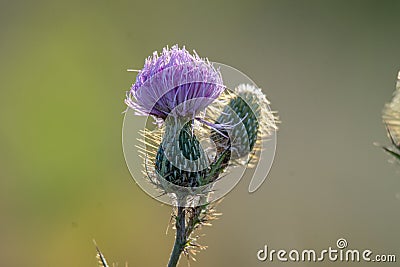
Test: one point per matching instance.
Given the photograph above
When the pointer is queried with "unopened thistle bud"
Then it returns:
(180, 158)
(244, 120)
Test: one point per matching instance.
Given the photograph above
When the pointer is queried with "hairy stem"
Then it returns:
(180, 239)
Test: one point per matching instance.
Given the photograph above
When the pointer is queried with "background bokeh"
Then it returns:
(327, 67)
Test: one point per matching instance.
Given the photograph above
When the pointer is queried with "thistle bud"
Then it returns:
(180, 158)
(244, 120)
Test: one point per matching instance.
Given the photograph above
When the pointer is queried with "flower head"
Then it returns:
(174, 83)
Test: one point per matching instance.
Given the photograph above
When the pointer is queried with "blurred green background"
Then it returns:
(327, 67)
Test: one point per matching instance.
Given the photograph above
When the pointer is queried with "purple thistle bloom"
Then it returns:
(174, 83)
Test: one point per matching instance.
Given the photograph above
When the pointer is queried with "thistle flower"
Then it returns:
(168, 82)
(179, 89)
(244, 120)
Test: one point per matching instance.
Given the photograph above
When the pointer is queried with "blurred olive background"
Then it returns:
(328, 67)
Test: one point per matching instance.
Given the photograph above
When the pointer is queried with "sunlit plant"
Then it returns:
(202, 129)
(391, 119)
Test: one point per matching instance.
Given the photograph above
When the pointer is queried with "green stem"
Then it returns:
(180, 239)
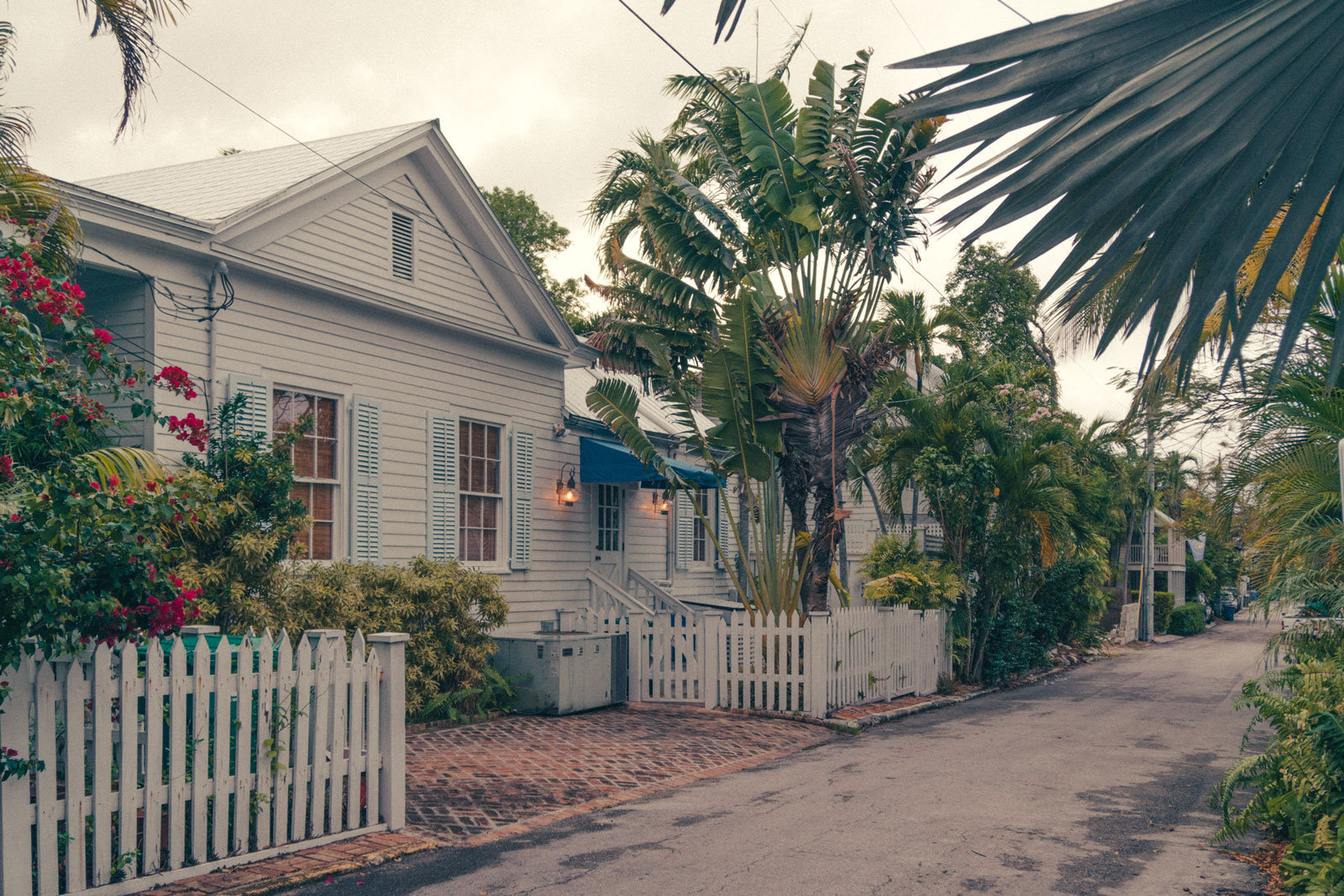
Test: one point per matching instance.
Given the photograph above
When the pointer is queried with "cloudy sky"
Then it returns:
(534, 94)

*-*-*

- What to produce
Quote the entries above word for word. Leave the images out.

- Task solution
Test: one point per matching instance.
Given the photograph above
When the pointer is queried with "unopened thistle bud"
Then it returns:
(180, 158)
(244, 120)
Test: one point per matching instance.
Given the photograph above
When the pointer is queried with "hairy stem"
Then it returns:
(180, 239)
Test: one point per matching instance.
Given the photograph above
When the pointer is queried with "background bokeh"
Then it returns:
(327, 67)
Test: one point per matching instance.
Given the photograph above
When the pointer is queried with "thistle bud"
Then it returns:
(180, 158)
(244, 120)
Test: one point per matching instance.
Given the photograph above
When the pointer is queried with "flower head"
Then it returns:
(174, 83)
Test: one point per matching instance.
Given the photograph above
When the pointer is queried with "blurred green background"
Then it returns:
(327, 67)
Test: one point per matching instance.
Given the photograph above
When the pointer is queried with "purple thistle bloom"
Then it returns:
(174, 83)
Test: one point per matching instance.
Given the photograph above
When the pointer is queried with "thistle flower"
Then it returns:
(168, 82)
(179, 89)
(244, 120)
Test: one point per matching instance.
Given the photograph above
When the pointer is queried with "blurred olive background"
Then it returns:
(328, 67)
Test: one point per matching instance.
Given the photograph above
When the pointer is queried with "sunlit plant"
Then it returns:
(202, 129)
(391, 119)
Test: one point per matching instance.
Given the photograph above
When the pointer is queried with "green stem"
Then it returns:
(180, 239)
Test: one point per matching instance.
Given the photograph above
When the pointer is queried with "cloudy sky"
Then it returns:
(534, 94)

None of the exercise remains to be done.